## [EXTRACT TO READ]
^^^^^^^^^^^^^^^^

According to Wake County school board projections, there will need to be 40 new schools built by 2020. A recent bond measure funds 16 of them, including a high school and an elementary school in Garner. The $810 million bond will also fund renovations at Garner Magnet High School and Vandora Springs Elementary, among other schools in the county.
Kushner also said there is no timetable on either Drew Cook’s movement from Garner Magnet High School principal to his new job with the district’s central office nor the naming of his replacement.
“If I could clone Drew Cook I would do that for you,” Kushner told the crowd.
Garner has agitated for a middle school rather than an elementary school. Kushner noted plans for a middle school and the fact that the county could only fund about half the schools it needed. A middle school costs about twice as much as an elementary school.
Kushner and fellow school board member Bill Fletcher spoke about student assignment, citing stability, proximity, student achievement and operational efficiency as primary concerns.
Former school board member and Garner resident Amy White noted the importance of high-performing schools in attracting commercial development and offered the board members a plea.
“Please be cognizant about student assignment when building those schools,” White said. “Please don’t overwhelm those schools with students that bring academic challenges into the school base.”
Fletcher said the goal is to have a competitive school in every neighborhood.
“We’re not there, but that’s our goal. Your comment is on target. The target’s on my back, but your comment is on target,” he said.

^^^^^^^^^^^^^^^^

Entries drawn from a collection:
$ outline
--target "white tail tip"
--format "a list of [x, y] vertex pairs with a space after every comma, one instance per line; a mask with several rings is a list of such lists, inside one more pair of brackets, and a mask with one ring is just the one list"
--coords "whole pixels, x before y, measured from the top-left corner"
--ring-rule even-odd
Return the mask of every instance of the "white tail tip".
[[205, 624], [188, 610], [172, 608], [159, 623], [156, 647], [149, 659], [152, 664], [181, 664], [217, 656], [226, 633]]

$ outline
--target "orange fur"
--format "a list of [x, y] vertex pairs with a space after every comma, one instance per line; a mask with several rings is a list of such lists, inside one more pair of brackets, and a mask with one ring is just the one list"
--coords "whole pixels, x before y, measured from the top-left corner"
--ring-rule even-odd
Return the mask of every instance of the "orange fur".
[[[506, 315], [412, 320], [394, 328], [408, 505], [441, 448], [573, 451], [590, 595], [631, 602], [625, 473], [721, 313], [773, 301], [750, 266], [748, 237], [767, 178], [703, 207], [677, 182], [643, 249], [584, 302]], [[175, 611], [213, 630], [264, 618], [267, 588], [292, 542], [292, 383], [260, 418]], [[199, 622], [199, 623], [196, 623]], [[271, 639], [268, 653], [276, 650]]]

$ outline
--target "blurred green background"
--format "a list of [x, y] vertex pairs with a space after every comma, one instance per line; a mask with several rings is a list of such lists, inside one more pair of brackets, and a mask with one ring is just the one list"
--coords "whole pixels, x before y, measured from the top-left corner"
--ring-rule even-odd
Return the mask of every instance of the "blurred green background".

^^^^^^^^^^^^^^^^

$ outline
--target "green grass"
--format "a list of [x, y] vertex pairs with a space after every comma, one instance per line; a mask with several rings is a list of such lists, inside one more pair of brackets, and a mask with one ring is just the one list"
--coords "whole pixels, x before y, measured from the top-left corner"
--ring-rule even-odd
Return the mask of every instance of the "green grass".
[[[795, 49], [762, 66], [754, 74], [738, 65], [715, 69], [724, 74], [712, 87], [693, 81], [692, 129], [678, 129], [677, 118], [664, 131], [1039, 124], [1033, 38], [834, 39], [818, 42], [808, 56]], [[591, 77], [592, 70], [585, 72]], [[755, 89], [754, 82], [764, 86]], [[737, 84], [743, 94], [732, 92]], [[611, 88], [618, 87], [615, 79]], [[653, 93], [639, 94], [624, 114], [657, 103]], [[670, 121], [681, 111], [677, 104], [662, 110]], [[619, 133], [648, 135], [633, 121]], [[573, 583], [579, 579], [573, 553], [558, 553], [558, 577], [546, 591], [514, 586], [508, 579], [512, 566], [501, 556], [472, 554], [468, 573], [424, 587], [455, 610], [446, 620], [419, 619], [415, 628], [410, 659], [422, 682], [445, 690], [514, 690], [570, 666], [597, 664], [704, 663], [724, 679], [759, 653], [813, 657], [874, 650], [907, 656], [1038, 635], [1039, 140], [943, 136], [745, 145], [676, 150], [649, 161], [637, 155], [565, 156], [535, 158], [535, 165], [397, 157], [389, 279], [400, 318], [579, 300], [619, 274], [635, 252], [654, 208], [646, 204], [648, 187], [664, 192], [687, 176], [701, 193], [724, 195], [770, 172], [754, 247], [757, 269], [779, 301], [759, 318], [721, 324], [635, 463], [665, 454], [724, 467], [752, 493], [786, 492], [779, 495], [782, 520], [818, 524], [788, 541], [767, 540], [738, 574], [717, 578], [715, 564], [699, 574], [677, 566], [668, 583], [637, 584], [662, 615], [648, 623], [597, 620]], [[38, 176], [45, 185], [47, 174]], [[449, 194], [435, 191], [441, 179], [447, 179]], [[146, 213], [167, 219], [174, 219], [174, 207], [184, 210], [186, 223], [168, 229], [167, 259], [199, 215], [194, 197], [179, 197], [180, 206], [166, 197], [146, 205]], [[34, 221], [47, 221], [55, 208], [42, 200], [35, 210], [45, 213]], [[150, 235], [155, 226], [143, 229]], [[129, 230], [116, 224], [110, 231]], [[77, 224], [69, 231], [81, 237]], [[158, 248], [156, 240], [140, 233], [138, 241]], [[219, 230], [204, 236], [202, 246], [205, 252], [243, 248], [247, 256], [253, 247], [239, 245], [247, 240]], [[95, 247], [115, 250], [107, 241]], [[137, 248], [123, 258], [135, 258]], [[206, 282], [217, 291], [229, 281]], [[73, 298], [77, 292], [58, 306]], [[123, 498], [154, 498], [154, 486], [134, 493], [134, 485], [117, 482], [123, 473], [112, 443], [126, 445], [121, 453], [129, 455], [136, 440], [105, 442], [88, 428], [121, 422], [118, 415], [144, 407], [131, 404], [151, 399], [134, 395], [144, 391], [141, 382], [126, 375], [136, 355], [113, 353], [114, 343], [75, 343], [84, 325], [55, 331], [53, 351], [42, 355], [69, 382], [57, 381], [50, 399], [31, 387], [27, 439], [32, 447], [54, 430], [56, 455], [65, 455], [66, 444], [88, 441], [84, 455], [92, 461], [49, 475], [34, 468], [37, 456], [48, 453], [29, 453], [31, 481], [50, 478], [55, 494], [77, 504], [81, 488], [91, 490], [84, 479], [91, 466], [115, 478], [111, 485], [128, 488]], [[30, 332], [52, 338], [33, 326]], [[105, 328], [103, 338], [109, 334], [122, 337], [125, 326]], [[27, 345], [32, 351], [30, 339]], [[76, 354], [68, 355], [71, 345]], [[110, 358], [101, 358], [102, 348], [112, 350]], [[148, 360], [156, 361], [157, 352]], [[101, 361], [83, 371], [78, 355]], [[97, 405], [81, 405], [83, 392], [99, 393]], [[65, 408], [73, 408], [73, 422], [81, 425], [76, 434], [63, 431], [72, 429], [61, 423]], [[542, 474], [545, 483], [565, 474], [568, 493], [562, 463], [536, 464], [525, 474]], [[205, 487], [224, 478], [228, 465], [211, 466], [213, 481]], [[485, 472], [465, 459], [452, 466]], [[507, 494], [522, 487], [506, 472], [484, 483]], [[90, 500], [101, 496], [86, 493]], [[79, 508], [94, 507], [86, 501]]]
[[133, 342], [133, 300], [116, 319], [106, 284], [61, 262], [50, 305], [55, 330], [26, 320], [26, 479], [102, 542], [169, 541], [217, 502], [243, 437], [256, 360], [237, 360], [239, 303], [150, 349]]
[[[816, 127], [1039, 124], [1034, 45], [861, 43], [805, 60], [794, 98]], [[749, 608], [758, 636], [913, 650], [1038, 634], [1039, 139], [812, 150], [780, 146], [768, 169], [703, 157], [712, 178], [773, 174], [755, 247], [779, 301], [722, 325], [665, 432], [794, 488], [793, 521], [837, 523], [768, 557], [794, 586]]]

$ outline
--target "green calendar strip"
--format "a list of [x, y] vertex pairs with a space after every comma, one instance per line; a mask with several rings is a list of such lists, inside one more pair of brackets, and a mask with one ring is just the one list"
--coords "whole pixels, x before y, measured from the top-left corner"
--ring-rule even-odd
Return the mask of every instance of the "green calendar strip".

^^^^^^^^^^^^^^^^

## [STATED EXERCISE A]
Reproduce the Wake County schools article from "Garner has agitated" to "in every neighborhood.", swapping "student assignment" for "school zoning".
## [STATED EXERCISE B]
In the Wake County schools article, how many new schools do school board projections say will need to be built by 2020?
The listing was gathered from a separate source.

## [TASK SOLUTION A]
Garner has agitated for a middle school rather than an elementary school. Kushner noted plans for a middle school and the fact that the county could only fund about half the schools it needed. A middle school costs about twice as much as an elementary school.
Kushner and fellow school board member Bill Fletcher spoke about school zoning, citing stability, proximity, student achievement and operational efficiency as primary concerns.
Former school board member and Garner resident Amy White noted the importance of high-performing schools in attracting commercial development and offered the board members a plea.
“Please be cognizant about school zoning when building those schools,” White said. “Please don’t overwhelm those schools with students that bring academic challenges into the school base.”
Fletcher said the goal is to have a competitive school in every neighborhood.

## [TASK SOLUTION B]
Forty new schools.